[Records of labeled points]

— START —

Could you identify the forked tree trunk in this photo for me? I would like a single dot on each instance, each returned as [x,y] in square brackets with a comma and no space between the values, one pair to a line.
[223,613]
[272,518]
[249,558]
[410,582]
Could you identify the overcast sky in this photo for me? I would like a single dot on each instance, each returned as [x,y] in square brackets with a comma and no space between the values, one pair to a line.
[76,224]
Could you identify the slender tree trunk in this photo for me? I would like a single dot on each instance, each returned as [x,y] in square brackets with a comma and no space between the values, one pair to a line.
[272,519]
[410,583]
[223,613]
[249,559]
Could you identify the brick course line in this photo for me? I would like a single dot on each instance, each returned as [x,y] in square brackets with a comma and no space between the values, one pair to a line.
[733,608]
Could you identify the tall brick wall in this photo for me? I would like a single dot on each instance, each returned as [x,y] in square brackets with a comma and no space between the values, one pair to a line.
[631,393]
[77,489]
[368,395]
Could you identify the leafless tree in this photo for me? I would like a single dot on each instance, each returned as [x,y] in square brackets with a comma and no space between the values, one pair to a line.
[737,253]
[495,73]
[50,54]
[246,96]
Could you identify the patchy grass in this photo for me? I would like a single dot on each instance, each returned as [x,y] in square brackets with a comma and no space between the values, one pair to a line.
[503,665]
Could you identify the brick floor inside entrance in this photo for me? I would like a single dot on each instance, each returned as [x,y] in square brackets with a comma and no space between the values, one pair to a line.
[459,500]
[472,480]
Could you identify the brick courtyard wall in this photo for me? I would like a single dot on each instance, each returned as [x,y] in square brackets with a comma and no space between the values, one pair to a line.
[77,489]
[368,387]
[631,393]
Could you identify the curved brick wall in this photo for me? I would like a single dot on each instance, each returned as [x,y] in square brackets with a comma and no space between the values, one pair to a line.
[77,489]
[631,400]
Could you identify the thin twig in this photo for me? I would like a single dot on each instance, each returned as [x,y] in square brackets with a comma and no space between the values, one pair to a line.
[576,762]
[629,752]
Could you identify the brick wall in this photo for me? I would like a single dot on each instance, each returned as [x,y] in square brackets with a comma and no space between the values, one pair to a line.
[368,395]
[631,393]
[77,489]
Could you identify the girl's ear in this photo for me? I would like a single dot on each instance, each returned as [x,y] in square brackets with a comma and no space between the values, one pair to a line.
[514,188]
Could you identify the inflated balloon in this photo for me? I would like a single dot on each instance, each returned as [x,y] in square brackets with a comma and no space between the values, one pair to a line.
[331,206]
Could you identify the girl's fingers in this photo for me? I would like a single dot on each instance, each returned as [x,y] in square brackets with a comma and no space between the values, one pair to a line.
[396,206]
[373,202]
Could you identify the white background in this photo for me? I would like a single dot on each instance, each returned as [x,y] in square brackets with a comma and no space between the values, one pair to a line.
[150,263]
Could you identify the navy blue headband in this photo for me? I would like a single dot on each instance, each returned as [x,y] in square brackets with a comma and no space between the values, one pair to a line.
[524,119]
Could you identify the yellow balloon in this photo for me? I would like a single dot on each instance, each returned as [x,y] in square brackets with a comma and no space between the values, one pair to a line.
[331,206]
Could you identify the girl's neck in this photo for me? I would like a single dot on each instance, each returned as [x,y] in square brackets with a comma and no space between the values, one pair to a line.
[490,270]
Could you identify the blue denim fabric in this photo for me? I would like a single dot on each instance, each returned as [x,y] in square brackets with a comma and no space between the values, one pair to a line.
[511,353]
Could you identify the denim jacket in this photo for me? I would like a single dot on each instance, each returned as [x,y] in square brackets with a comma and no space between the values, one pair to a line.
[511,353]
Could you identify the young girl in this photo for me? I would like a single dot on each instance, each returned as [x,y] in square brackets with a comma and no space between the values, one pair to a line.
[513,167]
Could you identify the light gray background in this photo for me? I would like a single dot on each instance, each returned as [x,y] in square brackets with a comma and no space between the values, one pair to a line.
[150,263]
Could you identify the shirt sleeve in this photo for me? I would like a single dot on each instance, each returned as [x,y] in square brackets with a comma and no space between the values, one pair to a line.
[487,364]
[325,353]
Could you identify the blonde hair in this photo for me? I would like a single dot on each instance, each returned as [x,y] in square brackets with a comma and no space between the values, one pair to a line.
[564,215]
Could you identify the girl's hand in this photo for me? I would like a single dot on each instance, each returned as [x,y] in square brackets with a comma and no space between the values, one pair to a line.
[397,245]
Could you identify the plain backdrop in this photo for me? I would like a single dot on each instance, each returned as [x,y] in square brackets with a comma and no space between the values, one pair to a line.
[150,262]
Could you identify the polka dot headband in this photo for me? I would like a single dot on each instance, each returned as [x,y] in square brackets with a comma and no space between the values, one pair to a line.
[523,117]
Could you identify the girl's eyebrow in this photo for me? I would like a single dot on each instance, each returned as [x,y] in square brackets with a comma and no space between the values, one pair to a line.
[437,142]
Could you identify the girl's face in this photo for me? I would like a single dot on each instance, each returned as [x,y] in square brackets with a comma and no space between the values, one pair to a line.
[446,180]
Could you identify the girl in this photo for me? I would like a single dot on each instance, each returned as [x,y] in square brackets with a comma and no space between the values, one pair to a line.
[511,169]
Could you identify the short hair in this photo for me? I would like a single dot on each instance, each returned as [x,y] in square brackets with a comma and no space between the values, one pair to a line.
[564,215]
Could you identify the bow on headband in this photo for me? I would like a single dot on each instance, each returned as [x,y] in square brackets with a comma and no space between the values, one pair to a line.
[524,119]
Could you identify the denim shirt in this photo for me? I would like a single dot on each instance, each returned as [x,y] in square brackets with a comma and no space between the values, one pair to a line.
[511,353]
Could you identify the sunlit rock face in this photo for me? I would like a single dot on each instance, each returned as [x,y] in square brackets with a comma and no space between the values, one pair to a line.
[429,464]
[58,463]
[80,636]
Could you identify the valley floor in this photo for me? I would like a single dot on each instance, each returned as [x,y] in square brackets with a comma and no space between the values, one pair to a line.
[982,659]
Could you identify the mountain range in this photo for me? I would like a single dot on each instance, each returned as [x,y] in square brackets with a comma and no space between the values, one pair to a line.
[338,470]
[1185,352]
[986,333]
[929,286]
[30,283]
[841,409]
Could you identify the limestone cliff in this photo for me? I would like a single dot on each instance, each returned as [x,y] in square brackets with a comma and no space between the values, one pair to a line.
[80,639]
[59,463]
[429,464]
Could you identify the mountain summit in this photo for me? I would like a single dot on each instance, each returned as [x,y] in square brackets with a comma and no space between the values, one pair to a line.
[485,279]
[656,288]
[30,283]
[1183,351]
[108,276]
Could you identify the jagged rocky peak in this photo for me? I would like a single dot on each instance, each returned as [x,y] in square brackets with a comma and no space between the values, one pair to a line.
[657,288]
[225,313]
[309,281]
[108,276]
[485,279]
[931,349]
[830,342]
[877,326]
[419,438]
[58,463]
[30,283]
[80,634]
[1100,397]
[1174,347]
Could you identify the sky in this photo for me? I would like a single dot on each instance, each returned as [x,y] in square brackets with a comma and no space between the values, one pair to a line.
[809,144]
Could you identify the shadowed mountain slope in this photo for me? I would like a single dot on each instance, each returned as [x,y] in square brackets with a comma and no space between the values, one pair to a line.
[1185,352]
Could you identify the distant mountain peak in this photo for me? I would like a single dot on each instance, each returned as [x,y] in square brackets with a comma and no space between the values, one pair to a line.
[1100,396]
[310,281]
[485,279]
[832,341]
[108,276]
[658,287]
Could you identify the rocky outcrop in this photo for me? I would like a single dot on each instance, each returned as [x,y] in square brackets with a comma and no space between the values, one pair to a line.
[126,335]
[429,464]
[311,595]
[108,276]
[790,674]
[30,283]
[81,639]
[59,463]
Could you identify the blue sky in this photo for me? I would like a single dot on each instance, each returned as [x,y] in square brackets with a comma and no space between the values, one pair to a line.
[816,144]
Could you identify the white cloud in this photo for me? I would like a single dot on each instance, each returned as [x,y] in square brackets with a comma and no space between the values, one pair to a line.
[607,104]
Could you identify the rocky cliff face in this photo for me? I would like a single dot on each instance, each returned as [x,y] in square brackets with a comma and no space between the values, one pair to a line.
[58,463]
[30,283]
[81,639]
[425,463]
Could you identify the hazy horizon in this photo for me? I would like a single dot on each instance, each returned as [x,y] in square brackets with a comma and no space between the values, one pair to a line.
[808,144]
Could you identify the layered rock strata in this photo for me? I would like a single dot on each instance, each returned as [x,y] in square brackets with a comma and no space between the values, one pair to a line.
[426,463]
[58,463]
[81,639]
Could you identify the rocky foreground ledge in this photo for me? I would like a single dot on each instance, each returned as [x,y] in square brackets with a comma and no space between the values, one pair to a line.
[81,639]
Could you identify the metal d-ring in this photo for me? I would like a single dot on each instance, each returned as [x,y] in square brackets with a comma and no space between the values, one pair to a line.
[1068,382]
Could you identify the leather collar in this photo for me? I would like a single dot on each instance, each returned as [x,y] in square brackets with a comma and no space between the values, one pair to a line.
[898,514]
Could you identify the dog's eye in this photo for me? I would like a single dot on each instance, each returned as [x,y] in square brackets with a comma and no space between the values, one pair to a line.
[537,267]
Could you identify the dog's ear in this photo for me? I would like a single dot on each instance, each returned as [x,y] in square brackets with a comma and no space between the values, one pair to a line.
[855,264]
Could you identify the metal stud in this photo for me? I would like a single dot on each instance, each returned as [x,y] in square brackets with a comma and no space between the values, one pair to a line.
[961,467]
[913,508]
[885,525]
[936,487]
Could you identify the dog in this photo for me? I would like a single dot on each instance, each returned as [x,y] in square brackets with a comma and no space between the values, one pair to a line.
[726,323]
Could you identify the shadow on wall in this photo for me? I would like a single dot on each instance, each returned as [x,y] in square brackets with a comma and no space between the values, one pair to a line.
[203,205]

— END —

* **GIVEN REQUEST**:
Quote only the lines from the line containing "Could you identify the leather" through the end of the listing, please, keeping both the first and the last line.

* **SOLUTION**:
Could you identify the leather collar in this photo for me? I would like a single dot on each instance, each returned as [x,y] in square brackets with a comma and no space between the values, one pair to a line.
[898,514]
Could you identify the dog's eye in this photo for me? I would like a single dot on each instance, each returned as [x,y] in square brackets with a comma and no space between the values, one pair to a line.
[537,267]
Could you identify the dog's ear in this photo for me? I would like a single dot on each instance, each returned as [x,y] in square brackets with a comma and no space between the values, one pair to a line.
[855,264]
Could you identify the metal stud in this photo for me? I would like a single dot on each instance, each returned as [x,y] in square brackets with a comma and no space between the values, one pair to a line.
[961,467]
[913,508]
[885,525]
[936,487]
Could you identify the dog in this photo for me? I would like a single dot on each instance, each returned as [x,y] in square brackets with a comma and no space between the values, one pair to a line.
[726,323]
Could you identify the shadow on wall in this photo for me? I would like a single dot on each instance, each returned as [x,y] in square brackets with a comma and no space between the values, one pair to a line.
[203,205]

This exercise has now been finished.